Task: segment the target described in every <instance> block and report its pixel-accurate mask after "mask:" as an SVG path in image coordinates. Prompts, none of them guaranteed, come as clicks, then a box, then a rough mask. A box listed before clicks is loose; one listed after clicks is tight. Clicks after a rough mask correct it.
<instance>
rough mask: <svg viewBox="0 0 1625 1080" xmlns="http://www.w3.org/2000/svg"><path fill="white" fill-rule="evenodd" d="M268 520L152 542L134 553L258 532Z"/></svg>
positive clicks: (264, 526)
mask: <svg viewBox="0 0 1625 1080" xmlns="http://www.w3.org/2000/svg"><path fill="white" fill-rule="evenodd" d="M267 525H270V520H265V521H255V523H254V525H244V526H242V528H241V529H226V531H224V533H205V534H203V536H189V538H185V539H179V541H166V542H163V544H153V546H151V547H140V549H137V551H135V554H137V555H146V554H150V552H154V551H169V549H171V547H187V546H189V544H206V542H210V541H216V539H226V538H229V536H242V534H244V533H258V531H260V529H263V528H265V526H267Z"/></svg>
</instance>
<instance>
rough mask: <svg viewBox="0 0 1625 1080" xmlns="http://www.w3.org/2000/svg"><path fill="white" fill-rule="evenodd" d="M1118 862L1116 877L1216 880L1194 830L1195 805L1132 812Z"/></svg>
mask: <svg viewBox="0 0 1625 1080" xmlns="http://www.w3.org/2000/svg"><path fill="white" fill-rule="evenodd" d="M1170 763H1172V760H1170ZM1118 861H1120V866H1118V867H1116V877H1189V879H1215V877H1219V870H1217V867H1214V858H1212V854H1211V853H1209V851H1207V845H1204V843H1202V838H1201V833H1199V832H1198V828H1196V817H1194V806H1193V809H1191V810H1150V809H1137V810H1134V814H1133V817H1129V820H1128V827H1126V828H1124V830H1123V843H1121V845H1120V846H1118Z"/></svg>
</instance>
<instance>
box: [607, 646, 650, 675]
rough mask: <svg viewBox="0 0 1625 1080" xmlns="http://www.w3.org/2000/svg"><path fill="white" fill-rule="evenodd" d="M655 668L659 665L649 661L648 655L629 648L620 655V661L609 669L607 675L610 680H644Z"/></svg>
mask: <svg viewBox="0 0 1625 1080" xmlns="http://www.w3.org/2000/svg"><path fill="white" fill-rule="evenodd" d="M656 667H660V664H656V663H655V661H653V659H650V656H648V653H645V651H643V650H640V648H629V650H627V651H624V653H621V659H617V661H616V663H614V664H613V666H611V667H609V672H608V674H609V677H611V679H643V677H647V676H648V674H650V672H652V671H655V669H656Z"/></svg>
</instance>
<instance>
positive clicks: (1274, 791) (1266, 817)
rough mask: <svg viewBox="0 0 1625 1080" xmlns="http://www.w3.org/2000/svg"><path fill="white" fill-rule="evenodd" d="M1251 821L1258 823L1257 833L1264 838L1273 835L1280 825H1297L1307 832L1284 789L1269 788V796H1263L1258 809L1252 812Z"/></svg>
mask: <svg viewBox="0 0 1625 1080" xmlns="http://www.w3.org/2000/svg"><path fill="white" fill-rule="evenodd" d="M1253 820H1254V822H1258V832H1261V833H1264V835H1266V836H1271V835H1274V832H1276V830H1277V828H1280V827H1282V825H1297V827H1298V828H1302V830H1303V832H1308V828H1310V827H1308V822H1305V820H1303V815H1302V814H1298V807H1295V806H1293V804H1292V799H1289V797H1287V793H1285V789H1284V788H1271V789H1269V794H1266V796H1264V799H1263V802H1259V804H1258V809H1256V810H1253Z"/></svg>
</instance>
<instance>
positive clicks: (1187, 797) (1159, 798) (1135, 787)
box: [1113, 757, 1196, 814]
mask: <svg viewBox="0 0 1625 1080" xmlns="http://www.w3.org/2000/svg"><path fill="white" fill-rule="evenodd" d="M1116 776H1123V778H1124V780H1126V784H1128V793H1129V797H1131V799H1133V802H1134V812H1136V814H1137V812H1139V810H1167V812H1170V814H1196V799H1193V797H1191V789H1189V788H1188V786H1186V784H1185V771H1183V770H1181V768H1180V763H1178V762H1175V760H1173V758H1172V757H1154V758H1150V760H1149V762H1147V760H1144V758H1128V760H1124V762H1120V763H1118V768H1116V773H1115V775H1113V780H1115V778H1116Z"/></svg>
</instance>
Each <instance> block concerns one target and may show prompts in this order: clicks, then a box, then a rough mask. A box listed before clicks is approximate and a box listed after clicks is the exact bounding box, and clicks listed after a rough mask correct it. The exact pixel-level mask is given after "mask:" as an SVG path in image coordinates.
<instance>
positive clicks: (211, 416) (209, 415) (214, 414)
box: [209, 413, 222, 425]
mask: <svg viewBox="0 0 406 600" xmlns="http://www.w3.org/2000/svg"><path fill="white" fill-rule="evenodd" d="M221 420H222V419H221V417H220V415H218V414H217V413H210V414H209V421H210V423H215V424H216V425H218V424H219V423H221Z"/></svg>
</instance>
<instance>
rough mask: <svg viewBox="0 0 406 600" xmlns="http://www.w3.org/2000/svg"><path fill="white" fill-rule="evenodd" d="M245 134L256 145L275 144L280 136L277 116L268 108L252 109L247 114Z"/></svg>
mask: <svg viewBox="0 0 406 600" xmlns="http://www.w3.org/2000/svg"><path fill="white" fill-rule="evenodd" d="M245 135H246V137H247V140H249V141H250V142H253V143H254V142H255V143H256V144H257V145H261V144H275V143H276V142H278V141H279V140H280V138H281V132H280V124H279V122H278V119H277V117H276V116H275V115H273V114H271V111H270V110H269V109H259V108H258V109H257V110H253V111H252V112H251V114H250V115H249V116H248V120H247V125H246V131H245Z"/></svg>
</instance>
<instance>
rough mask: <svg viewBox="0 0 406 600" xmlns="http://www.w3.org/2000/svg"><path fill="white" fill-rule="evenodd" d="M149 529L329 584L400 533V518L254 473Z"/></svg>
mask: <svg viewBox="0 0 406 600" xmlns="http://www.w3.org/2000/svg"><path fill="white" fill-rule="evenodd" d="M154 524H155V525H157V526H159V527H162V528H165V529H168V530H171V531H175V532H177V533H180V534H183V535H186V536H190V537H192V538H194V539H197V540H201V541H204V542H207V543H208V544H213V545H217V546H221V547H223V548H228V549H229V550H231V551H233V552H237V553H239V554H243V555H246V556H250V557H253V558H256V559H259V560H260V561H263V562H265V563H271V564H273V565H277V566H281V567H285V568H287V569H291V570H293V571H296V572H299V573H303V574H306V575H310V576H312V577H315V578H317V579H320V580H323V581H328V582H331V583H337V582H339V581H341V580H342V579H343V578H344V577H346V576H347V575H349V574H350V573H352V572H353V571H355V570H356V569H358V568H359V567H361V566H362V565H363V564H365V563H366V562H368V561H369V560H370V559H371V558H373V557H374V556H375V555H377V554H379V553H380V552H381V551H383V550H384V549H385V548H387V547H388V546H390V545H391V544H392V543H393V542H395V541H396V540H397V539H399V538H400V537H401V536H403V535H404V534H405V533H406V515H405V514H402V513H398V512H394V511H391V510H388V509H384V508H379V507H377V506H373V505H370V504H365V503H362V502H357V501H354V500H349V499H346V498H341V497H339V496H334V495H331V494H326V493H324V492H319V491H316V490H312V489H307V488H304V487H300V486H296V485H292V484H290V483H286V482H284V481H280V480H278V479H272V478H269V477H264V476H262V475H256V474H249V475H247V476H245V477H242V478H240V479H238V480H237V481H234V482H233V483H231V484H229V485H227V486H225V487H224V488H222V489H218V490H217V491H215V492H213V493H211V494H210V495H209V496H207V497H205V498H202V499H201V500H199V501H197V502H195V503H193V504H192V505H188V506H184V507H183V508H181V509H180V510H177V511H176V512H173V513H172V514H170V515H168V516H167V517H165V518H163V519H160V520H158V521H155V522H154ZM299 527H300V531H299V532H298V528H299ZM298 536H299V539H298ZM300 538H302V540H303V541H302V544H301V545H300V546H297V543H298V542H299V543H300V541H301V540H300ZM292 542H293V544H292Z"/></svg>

## Your goal
Format the stretch from the start of the entries through the line containing "positive clicks: (264, 526)" as a JSON array of strings, one string per line, with blank lines omitted.

## Exercise output
[
  "Task: segment the target described in every <instance> block and report its pixel-accurate mask after \"mask:\" as an SVG path in image coordinates. Prompts, none of them guaranteed, come as clicks, then a box, then a rough mask. A box listed before clicks is loose; one listed after clicks is tight. Clicks after a rough mask correct it.",
  "<instance>",
  "rough mask: <svg viewBox=\"0 0 1625 1080\" xmlns=\"http://www.w3.org/2000/svg\"><path fill=\"white\" fill-rule=\"evenodd\" d=\"M268 520L152 542L134 553L258 532Z\"/></svg>",
  "positive clicks: (264, 526)"
]